Referring expression pointing data:
- Opening Delimiter -
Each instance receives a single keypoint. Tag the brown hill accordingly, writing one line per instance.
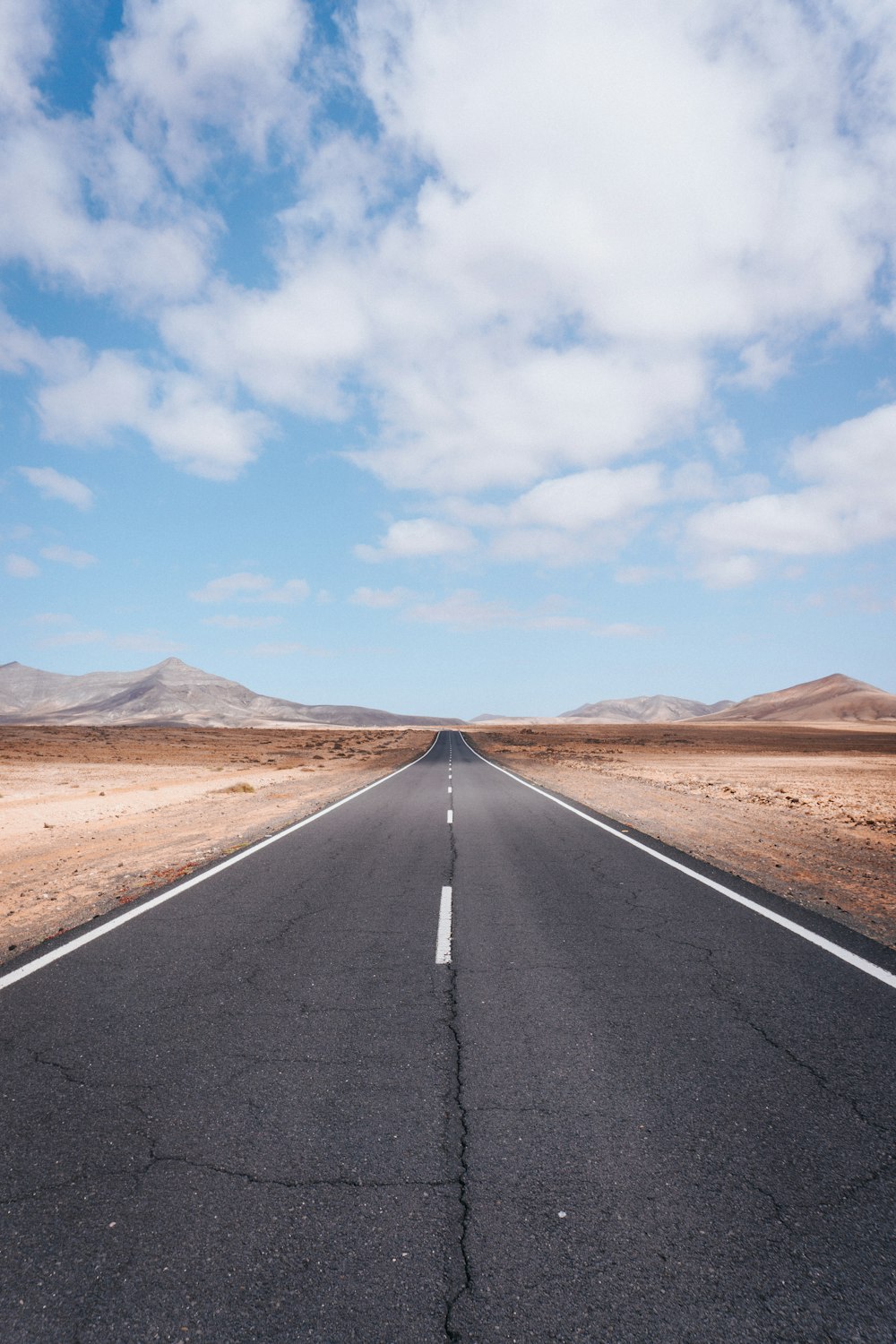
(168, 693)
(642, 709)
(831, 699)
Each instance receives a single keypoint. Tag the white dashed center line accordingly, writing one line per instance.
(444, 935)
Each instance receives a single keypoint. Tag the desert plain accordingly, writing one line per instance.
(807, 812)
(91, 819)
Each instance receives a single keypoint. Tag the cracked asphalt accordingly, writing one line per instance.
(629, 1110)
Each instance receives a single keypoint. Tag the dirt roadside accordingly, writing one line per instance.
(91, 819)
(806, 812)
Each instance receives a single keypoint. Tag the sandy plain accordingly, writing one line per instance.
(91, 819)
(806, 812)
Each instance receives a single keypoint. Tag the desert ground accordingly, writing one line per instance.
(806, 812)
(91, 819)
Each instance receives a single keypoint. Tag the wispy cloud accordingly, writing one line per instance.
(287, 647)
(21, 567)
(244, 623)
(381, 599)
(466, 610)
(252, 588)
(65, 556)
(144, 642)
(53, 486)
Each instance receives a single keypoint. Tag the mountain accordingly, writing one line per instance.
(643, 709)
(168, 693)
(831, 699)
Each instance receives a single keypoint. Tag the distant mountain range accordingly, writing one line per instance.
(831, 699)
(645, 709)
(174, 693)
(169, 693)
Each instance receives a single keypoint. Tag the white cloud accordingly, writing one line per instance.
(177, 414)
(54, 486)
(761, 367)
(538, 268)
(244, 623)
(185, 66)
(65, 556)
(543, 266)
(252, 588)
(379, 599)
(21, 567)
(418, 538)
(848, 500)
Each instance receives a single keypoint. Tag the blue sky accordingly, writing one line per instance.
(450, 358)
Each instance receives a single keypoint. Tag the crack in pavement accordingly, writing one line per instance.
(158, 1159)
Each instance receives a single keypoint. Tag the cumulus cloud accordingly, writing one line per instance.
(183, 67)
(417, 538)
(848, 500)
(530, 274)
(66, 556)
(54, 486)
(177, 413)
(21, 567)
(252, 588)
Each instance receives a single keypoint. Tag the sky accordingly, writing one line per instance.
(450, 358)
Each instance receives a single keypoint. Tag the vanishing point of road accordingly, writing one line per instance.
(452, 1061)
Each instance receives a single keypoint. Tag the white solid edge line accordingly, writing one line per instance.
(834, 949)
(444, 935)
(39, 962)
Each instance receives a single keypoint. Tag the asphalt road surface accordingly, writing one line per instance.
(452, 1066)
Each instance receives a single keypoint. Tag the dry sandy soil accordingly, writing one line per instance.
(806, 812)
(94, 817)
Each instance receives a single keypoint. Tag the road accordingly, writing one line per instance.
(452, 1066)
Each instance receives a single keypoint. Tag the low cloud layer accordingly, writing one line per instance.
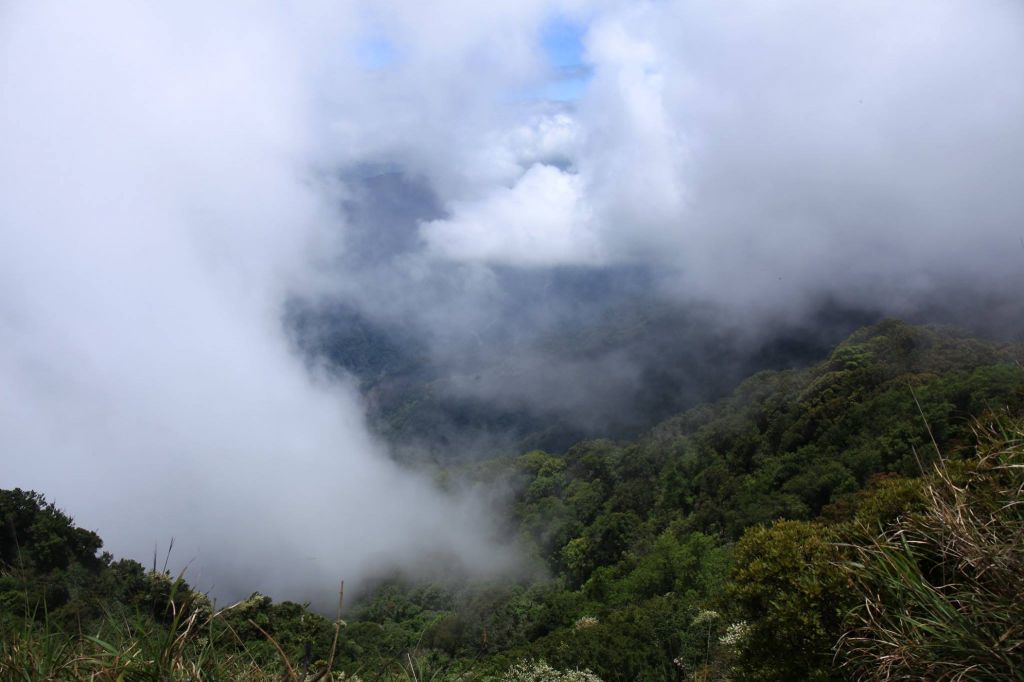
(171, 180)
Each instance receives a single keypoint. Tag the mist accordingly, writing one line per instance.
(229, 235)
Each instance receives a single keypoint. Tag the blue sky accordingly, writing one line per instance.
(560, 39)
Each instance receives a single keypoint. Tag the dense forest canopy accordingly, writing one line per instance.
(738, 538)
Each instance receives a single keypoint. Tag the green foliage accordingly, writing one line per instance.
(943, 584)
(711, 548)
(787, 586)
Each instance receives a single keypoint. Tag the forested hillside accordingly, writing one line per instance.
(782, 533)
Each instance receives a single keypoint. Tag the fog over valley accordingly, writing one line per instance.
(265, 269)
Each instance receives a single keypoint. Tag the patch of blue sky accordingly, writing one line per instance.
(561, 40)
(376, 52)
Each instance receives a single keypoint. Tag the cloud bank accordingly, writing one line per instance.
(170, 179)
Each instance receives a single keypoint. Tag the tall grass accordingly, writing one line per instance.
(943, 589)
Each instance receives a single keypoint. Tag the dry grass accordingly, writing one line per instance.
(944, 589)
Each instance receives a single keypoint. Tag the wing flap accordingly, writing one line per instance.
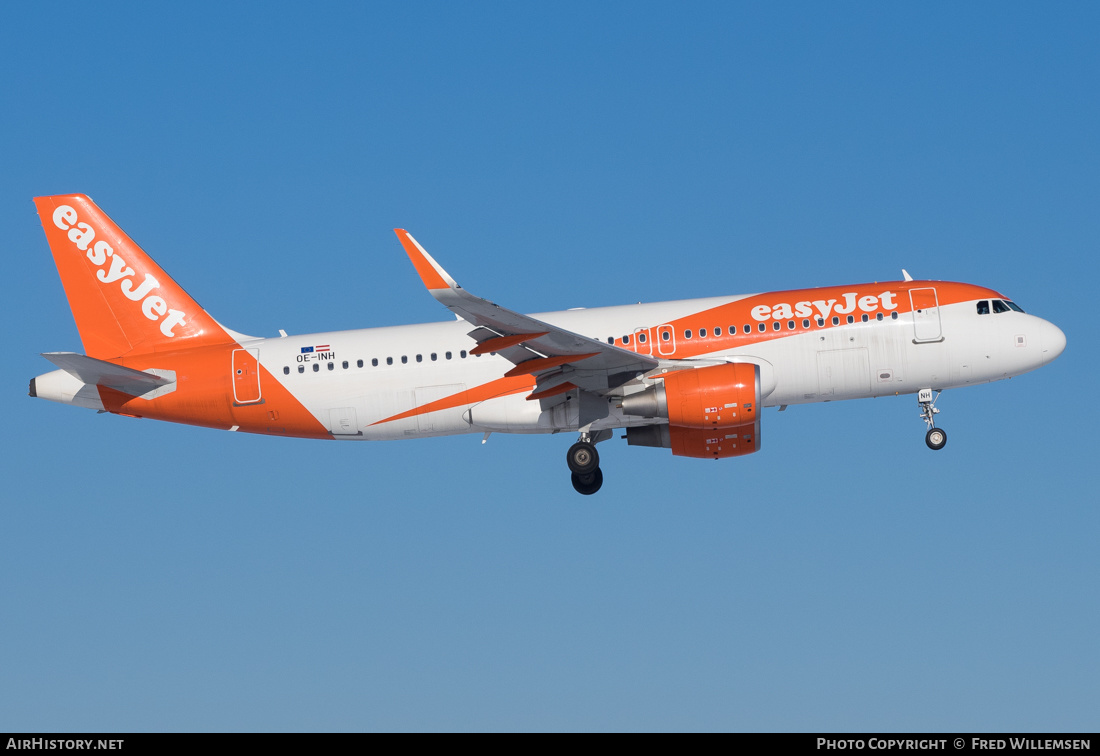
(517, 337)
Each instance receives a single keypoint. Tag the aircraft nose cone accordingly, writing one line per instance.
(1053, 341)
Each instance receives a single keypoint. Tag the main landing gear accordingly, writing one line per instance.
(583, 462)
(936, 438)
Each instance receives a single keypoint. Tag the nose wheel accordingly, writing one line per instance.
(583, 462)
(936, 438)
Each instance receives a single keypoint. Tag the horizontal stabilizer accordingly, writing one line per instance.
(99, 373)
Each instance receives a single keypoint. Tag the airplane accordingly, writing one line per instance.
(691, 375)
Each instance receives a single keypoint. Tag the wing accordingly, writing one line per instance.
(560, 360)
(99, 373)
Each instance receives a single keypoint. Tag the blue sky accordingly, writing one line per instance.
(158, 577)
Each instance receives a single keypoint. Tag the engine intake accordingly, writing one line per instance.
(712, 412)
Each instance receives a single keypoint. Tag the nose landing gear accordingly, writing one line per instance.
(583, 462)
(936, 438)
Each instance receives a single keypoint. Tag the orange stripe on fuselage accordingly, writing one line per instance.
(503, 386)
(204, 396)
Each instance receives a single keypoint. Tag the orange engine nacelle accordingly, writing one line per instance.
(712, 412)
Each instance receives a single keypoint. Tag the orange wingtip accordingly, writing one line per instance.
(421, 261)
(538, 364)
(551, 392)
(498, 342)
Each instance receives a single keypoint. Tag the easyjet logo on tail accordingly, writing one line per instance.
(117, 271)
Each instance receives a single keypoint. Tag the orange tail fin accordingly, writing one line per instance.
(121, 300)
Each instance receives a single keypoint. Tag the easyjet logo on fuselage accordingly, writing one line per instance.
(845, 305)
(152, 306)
- Closing Delimiter -
■ **EXERCISE INSTRUCTIONS**: Your answer must hold the line containing "Each instance receives a single keypoint. Tag the nose landing" and all lines after it in the entries above, exactly, and nothing else.

■ **SOLVED EXERCISE**:
Each instance receives a single keypoint. Tag the nose landing gear accordingly, writing one line per instance.
(583, 462)
(936, 438)
Each instance receives a single keypoint. Tag the orange stripe on fuselage accordingly, writing one line per instance.
(503, 386)
(204, 396)
Each instance receives a single keypoint. Tag the orange engine nacelle accordingly, writing one line per instance.
(712, 412)
Each instance receives a single keypoint. Tag the orange wingtip accordingly, writing one line per instance.
(421, 261)
(538, 364)
(551, 392)
(498, 342)
Each instance receives a single keypoint. Tag the easyjet logo on tail accordingly, writing one line per instance.
(117, 271)
Each instance receives a single keypoint. Tag the orange tail fin accordingly, writing one line per instance.
(121, 300)
Each instance receives a single keypoint. Tag the easyjet logo on fuselage accordingly, writing one line per instance.
(845, 305)
(152, 306)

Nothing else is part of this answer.